_Objective_
Return the material below in full and exactly.

_Material for this task_
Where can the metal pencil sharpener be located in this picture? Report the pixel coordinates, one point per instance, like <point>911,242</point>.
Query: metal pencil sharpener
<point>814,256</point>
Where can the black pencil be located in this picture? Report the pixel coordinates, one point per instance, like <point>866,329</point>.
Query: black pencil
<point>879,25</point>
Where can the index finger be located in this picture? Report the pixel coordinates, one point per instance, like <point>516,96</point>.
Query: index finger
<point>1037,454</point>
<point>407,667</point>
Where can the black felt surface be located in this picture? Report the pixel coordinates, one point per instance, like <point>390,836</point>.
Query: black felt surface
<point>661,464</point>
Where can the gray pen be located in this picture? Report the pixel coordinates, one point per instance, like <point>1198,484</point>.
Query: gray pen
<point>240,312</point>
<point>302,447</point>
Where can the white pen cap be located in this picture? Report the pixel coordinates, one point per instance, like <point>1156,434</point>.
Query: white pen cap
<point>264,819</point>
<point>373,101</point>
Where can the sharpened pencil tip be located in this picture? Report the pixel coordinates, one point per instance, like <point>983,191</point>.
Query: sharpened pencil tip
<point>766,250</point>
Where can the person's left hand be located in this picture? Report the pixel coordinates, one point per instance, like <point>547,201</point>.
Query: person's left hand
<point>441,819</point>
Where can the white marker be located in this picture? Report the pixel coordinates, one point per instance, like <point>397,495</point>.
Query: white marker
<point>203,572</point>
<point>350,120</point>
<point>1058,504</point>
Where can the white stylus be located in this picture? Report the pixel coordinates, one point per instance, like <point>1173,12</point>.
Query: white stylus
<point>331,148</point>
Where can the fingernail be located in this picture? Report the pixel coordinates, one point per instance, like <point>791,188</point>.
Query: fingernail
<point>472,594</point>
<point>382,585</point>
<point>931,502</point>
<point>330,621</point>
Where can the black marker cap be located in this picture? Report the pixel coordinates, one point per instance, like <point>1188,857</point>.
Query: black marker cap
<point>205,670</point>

_Response_
Where can the metal pencil sharpener be located in this picture? Report the pixel coordinates, one point per instance, like <point>911,242</point>.
Query: metal pencil sharpener
<point>814,256</point>
Where can the black pencil be located in this picture? Report the pixel coordinates, one point per instance, like <point>866,329</point>.
Query: black pencil
<point>879,25</point>
Where can the index finger be located in this picture? Report the pixel coordinates, one point per instance, like <point>516,96</point>.
Query: index finger
<point>1037,454</point>
<point>407,667</point>
Where can the black felt surface be located in this picture? Report the pixel coordinates, one point per instance, like <point>390,836</point>.
Query: black felt surface
<point>661,464</point>
Where can the gray pen be located in this picture? Report the pixel coordinates, one point per instance, like <point>1198,484</point>.
Query: gray pen
<point>240,312</point>
<point>302,447</point>
Where can the white pen cap be located in this picture? Report the pixel coordinates, one point per instance, like <point>1156,434</point>.
Query: white pen cap
<point>264,819</point>
<point>373,101</point>
Where can the sharpened pencil tip be located in this picture? Report the pixel coordinates, one point per instance, like <point>983,191</point>.
Query: sharpened pencil tip
<point>766,250</point>
Where can the person's left hand be located in this picture? Report the pixel coordinates, one point per instance, like <point>547,201</point>.
Query: person's left hand
<point>441,819</point>
Where can the white marker be located in this picture? Report the pixel coordinates, one point per instance, like <point>397,495</point>.
Query: white marker
<point>203,572</point>
<point>350,120</point>
<point>1058,504</point>
Where can the white stylus be located in this picture? Report the pixel coordinates, one point per instance, like <point>1173,12</point>.
Query: white stylus
<point>331,148</point>
Where can the fingernail be located in this picture? Report the pixel coordinates, one point per instance, like <point>791,188</point>.
Query: fingernail
<point>472,594</point>
<point>382,585</point>
<point>931,502</point>
<point>330,621</point>
Where can the black marker cap be located in this picture? Report the pixel coordinates, one point per instance, like <point>1188,857</point>.
Query: black marker cap
<point>205,670</point>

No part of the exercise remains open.